> SOURCE INFORMATION:
+ + + + + + +

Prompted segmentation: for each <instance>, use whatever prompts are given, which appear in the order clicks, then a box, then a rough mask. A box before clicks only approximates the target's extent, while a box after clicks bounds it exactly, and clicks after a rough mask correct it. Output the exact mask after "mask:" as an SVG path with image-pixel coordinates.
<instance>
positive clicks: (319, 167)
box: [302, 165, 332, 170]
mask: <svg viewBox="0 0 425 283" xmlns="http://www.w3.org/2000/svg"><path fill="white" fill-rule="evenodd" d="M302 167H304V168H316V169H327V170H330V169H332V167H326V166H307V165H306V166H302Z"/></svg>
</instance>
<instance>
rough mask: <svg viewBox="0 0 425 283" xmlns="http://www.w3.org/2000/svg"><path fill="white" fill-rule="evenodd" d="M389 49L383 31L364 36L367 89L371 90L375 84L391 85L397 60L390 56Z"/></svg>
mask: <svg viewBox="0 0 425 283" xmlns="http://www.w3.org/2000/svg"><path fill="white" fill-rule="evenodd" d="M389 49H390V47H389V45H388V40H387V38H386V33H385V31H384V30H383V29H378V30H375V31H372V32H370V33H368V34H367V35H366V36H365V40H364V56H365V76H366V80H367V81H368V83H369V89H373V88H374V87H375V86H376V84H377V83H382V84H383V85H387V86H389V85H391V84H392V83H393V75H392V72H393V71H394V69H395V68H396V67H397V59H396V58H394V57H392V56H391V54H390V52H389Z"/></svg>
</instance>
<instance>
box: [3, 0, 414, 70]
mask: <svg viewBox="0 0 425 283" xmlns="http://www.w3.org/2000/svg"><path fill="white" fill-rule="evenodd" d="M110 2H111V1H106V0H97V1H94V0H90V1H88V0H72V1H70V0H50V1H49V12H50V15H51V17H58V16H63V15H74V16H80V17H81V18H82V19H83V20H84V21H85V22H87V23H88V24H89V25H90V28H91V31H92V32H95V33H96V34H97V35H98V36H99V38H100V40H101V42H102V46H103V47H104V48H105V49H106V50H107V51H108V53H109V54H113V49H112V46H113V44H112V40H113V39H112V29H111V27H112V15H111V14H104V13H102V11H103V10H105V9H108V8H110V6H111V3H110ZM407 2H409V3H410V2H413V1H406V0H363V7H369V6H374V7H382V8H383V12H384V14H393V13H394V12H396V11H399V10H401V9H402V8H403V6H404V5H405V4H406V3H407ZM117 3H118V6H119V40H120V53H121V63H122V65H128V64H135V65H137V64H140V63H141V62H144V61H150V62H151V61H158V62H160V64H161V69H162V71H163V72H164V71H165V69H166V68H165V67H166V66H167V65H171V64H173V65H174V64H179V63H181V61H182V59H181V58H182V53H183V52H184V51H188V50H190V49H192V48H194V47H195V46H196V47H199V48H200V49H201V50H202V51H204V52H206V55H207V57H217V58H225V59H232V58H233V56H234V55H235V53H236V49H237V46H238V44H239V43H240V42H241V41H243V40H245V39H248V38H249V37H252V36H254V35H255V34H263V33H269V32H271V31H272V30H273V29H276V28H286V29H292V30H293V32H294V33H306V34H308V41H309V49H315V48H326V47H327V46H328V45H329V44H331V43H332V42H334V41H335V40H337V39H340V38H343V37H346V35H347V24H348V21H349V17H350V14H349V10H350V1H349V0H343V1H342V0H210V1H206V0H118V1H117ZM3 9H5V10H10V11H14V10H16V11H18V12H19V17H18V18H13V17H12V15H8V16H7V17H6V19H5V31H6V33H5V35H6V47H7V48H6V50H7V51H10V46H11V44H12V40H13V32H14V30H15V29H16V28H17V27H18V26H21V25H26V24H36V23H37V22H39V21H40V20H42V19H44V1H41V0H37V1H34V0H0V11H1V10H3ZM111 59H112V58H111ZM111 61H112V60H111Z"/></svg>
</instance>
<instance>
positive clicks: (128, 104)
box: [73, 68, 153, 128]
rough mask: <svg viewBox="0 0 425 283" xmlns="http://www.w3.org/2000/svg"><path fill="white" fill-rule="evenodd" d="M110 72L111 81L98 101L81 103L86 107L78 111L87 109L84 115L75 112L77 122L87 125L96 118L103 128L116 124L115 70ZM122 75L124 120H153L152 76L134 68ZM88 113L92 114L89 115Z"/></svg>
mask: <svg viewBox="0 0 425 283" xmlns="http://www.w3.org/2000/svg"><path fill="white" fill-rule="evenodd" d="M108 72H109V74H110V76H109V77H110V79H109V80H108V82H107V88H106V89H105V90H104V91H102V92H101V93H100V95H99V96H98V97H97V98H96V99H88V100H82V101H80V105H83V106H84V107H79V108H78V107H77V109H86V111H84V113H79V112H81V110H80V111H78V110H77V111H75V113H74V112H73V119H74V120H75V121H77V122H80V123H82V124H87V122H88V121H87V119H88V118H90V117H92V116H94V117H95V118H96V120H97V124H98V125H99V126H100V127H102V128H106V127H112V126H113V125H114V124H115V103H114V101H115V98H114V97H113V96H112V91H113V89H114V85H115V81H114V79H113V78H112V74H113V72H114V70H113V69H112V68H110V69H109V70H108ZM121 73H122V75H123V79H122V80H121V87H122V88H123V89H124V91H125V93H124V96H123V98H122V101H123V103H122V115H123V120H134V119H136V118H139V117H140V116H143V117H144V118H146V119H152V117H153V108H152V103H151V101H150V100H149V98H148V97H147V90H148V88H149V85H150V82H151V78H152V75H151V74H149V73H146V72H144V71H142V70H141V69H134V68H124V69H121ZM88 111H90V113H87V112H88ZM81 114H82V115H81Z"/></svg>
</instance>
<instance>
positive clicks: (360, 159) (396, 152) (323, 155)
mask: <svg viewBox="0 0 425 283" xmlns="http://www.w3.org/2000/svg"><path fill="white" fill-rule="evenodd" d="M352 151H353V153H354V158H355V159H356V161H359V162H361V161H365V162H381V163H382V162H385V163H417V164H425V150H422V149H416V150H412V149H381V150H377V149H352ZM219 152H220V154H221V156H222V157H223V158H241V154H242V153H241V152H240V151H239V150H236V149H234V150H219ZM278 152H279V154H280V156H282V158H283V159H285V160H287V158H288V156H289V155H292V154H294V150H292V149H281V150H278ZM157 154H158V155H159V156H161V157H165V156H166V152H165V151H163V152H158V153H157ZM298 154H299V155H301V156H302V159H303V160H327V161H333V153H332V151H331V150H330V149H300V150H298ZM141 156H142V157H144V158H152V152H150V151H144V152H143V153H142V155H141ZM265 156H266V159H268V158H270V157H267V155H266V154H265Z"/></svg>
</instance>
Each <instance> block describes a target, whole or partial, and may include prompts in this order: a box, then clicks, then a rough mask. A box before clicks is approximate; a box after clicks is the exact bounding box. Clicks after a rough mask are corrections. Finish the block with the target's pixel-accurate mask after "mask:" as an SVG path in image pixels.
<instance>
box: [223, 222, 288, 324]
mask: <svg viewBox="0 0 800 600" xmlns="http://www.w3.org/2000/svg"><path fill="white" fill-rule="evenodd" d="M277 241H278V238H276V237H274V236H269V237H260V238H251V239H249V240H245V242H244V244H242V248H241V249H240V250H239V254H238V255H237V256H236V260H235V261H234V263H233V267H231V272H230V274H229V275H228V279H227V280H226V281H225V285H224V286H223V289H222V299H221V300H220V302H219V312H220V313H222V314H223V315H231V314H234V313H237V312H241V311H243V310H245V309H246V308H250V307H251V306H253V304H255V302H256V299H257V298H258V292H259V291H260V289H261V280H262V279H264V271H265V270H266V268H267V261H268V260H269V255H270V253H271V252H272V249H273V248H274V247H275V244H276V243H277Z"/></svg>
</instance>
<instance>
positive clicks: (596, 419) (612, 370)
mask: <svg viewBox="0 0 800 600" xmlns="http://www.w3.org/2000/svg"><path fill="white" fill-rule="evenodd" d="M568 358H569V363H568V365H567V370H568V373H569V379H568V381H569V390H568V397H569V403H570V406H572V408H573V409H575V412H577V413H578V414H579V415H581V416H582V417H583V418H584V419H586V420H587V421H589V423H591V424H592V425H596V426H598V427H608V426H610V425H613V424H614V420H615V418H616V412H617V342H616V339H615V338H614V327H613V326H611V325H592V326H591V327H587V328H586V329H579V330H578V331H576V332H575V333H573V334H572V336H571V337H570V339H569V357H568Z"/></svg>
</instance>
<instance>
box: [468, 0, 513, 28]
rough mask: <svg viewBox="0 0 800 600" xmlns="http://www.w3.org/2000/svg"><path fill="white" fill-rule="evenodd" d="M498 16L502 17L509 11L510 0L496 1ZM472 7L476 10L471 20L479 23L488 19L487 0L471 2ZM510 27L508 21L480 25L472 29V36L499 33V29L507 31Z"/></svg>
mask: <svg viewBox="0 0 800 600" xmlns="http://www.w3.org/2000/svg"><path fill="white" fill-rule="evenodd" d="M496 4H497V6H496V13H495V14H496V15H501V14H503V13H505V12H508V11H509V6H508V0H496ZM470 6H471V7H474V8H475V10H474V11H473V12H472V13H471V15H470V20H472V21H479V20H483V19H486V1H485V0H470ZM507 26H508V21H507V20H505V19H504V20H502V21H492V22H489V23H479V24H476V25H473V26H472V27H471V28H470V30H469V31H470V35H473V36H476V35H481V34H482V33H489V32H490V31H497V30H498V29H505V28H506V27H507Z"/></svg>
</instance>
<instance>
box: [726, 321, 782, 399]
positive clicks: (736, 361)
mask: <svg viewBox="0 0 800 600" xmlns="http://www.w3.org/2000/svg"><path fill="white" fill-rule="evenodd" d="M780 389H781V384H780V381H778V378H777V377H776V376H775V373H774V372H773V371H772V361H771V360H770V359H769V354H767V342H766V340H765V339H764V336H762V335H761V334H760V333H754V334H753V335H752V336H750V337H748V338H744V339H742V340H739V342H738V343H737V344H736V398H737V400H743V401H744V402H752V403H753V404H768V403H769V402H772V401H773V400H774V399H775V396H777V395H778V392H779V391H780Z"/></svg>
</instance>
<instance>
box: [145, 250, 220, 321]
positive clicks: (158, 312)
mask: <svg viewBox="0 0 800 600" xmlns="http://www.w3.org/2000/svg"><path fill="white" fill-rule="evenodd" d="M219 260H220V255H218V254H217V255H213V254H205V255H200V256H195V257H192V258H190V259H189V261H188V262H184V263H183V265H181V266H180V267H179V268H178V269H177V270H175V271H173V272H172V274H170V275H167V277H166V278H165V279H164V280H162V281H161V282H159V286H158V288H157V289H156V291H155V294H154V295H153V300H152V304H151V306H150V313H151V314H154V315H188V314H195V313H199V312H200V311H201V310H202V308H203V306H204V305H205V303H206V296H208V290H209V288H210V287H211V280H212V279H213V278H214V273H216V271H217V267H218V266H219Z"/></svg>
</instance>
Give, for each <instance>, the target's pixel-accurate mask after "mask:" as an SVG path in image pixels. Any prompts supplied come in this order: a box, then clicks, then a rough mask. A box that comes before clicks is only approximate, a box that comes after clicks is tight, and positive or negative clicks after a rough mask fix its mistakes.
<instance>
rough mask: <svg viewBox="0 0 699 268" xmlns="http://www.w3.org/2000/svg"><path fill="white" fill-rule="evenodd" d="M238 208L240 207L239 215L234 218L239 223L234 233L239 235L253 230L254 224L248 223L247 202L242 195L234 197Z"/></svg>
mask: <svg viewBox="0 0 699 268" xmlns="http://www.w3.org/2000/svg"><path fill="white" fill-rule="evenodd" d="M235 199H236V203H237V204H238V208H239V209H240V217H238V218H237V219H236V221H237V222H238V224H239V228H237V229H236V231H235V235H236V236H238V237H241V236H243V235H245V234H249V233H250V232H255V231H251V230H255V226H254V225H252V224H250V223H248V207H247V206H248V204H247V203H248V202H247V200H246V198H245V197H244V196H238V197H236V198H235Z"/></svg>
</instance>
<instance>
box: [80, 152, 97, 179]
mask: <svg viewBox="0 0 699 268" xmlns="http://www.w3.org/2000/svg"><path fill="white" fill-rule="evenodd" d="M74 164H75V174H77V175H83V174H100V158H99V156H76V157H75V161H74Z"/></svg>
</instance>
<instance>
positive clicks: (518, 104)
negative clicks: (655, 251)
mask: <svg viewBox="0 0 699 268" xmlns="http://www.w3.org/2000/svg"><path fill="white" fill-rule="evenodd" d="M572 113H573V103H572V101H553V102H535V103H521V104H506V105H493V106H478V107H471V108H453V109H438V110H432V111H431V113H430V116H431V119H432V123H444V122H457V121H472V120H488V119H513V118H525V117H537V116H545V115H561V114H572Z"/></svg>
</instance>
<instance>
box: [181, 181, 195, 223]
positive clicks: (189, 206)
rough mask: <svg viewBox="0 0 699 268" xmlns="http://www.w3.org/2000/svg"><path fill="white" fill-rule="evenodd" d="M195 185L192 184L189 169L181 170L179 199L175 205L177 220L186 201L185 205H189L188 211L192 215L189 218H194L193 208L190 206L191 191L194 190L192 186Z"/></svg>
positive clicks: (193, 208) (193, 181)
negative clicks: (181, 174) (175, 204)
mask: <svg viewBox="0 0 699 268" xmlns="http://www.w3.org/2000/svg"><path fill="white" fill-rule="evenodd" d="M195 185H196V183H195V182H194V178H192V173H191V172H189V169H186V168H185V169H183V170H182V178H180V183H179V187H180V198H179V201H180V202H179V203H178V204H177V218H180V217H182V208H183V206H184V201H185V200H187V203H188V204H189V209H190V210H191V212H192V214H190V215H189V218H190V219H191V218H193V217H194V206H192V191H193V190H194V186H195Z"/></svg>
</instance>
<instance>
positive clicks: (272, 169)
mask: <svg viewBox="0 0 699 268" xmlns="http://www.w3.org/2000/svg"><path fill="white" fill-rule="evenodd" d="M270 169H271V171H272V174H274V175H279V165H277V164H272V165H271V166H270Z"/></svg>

+ + + + + + +

> WHAT TO PRODUCE: In your reply, restate exactly the lines from the start of the records above through the line holding "positive clicks: (319, 167)", including both, and nothing else.

> REPLY:
Prompted segmentation: for each <instance>, use whatever prompts are given, which appear in the order clicks, then a box, then a rough mask. A box before clicks only approximates the target's extent, while a box after clicks bounds it exactly, and clicks after a rough mask correct it. Output the exact mask after "mask:" as an SVG path with image-pixel coordinates.
<instance>
positive clicks: (319, 167)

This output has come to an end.